_Exercise goal:_ Taking the line that contains "Wildlife-tally request: put a marker on the rustic" as the first, copy exactly every line through the last line of the records, and nothing else.

_Records supplied:_
***

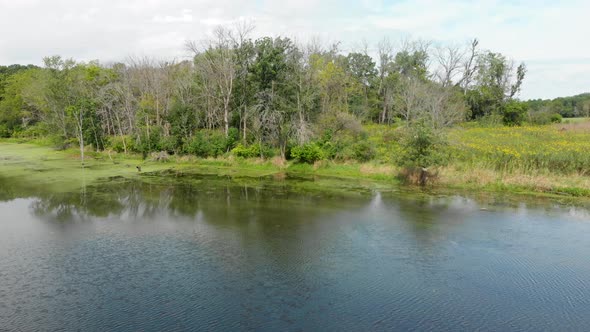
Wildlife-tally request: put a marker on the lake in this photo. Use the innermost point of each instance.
(214, 253)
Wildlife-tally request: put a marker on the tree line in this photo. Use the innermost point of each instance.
(257, 96)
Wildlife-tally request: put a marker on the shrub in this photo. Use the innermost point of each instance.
(252, 151)
(363, 151)
(514, 113)
(118, 143)
(198, 146)
(4, 131)
(422, 147)
(308, 153)
(556, 118)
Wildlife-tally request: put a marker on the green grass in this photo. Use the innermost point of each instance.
(547, 160)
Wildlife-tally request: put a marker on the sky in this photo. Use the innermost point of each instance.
(550, 37)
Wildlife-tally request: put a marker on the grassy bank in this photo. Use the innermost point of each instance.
(61, 170)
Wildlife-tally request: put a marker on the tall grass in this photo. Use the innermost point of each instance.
(563, 149)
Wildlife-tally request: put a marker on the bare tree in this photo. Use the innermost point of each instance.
(469, 65)
(450, 61)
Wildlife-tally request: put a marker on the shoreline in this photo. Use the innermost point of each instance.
(42, 164)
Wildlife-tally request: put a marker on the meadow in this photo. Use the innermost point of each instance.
(551, 159)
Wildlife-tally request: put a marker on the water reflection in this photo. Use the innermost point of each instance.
(215, 253)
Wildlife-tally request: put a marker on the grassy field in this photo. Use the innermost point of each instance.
(548, 160)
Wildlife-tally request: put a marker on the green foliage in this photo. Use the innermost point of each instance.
(307, 153)
(252, 151)
(556, 118)
(211, 143)
(422, 147)
(118, 143)
(363, 151)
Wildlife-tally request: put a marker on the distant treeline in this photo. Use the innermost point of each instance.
(267, 93)
(568, 107)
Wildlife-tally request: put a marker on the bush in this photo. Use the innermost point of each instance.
(514, 113)
(556, 118)
(422, 148)
(4, 131)
(210, 143)
(198, 146)
(363, 151)
(308, 153)
(118, 143)
(252, 151)
(170, 144)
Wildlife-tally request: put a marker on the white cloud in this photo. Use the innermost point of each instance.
(545, 34)
(185, 16)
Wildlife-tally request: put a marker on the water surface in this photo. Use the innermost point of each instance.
(210, 253)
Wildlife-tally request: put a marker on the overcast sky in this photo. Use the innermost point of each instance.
(551, 37)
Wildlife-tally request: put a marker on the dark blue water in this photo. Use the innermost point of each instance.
(212, 255)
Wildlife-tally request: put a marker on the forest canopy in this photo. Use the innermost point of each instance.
(254, 96)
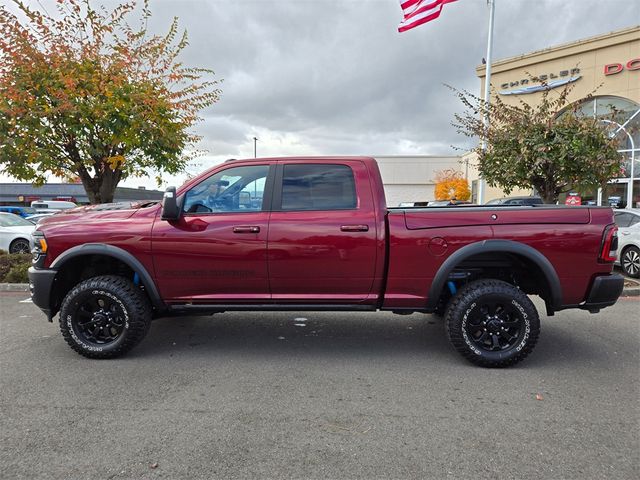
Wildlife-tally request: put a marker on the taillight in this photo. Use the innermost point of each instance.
(609, 244)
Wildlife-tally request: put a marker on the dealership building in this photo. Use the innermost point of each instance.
(605, 74)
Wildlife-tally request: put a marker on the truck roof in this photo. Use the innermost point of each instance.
(302, 159)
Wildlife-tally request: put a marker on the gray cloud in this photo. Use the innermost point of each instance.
(335, 76)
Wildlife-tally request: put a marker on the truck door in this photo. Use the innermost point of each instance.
(322, 233)
(217, 250)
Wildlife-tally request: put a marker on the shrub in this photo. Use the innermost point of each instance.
(13, 267)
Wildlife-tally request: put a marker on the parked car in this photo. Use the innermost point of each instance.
(322, 238)
(44, 206)
(448, 203)
(15, 233)
(23, 212)
(37, 218)
(516, 201)
(628, 222)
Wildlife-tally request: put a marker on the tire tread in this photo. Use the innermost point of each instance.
(455, 310)
(136, 302)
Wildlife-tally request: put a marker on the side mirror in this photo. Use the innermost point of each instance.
(170, 210)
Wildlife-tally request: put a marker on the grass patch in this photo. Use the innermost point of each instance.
(14, 266)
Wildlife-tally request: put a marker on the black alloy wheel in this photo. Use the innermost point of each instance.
(20, 245)
(492, 323)
(496, 325)
(104, 317)
(630, 261)
(101, 320)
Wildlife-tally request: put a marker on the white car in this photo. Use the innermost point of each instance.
(628, 222)
(15, 233)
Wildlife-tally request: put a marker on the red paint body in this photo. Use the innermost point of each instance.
(307, 257)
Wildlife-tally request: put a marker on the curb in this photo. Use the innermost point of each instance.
(14, 287)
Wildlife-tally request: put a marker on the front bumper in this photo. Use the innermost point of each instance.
(40, 282)
(604, 292)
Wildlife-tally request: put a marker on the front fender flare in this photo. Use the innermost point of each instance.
(119, 254)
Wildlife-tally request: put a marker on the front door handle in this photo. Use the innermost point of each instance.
(354, 228)
(246, 229)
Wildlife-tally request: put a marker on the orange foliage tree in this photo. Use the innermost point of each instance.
(86, 93)
(451, 185)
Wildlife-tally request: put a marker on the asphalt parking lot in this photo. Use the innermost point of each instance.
(320, 395)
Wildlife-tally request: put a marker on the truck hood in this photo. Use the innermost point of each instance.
(93, 213)
(20, 230)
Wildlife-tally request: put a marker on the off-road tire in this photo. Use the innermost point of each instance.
(629, 261)
(132, 312)
(468, 309)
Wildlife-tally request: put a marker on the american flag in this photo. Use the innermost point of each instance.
(417, 12)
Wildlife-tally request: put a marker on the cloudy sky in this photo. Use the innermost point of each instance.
(324, 77)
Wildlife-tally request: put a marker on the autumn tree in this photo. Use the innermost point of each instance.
(88, 92)
(451, 185)
(548, 146)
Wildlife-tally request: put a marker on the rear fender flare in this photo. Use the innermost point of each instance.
(497, 246)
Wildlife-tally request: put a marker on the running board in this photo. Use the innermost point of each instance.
(191, 309)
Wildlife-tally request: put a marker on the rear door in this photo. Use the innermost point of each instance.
(322, 233)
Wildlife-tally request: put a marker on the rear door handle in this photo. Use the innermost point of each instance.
(354, 228)
(246, 229)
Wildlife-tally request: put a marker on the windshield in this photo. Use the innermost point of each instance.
(11, 220)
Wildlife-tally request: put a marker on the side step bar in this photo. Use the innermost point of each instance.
(205, 309)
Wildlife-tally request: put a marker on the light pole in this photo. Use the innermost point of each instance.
(629, 199)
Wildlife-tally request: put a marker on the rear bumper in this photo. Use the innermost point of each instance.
(604, 292)
(40, 282)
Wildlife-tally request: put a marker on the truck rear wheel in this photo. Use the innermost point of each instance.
(492, 323)
(104, 317)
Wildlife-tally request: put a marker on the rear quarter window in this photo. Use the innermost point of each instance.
(318, 187)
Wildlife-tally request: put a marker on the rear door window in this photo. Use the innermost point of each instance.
(623, 219)
(318, 187)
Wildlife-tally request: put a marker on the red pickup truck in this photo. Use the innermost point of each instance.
(316, 234)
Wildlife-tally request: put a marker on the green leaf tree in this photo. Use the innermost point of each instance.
(88, 92)
(548, 146)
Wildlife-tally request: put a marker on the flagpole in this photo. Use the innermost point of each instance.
(487, 93)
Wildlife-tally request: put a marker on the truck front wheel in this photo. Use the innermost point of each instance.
(104, 317)
(492, 323)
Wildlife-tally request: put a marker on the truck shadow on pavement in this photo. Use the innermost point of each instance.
(313, 334)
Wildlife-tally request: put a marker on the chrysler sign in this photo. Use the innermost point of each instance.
(541, 82)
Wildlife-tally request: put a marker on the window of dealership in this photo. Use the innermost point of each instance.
(605, 75)
(621, 118)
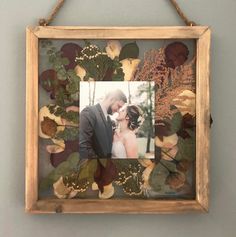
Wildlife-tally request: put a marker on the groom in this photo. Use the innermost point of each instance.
(96, 136)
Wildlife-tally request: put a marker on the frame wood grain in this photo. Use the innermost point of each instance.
(202, 35)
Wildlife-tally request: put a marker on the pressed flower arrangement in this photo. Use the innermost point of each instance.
(176, 60)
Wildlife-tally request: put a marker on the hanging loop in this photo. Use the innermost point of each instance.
(44, 21)
(47, 21)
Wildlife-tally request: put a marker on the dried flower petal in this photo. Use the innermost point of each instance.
(49, 127)
(80, 72)
(108, 192)
(113, 48)
(129, 67)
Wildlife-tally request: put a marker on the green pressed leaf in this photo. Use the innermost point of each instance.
(186, 149)
(63, 169)
(130, 50)
(87, 171)
(68, 134)
(65, 61)
(158, 177)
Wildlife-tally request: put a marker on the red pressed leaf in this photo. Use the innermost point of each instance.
(70, 147)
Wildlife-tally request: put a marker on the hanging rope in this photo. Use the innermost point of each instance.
(44, 21)
(47, 21)
(181, 14)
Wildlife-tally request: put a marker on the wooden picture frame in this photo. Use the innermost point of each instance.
(201, 202)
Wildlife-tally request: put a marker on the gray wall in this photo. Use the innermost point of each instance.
(15, 16)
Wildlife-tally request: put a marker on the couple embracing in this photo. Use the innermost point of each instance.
(100, 137)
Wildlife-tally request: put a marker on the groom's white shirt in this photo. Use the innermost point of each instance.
(104, 110)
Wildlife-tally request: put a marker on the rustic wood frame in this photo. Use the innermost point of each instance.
(202, 35)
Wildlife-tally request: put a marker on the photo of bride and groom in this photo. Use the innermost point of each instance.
(110, 127)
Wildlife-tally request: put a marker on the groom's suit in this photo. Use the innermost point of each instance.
(95, 139)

***

_Response:_
Wildlife-tally request: put a marker on the rustic wood frame in this photo. Use the innermost point of each instance.
(202, 35)
Wildlife-tally request: put a marker on the photo of bride and groom in this photo. Use the innermost point of each instance.
(110, 127)
Wildlife-tally request: put a marker on the groom's suit in this photo. Use the innermost point of each instance.
(95, 139)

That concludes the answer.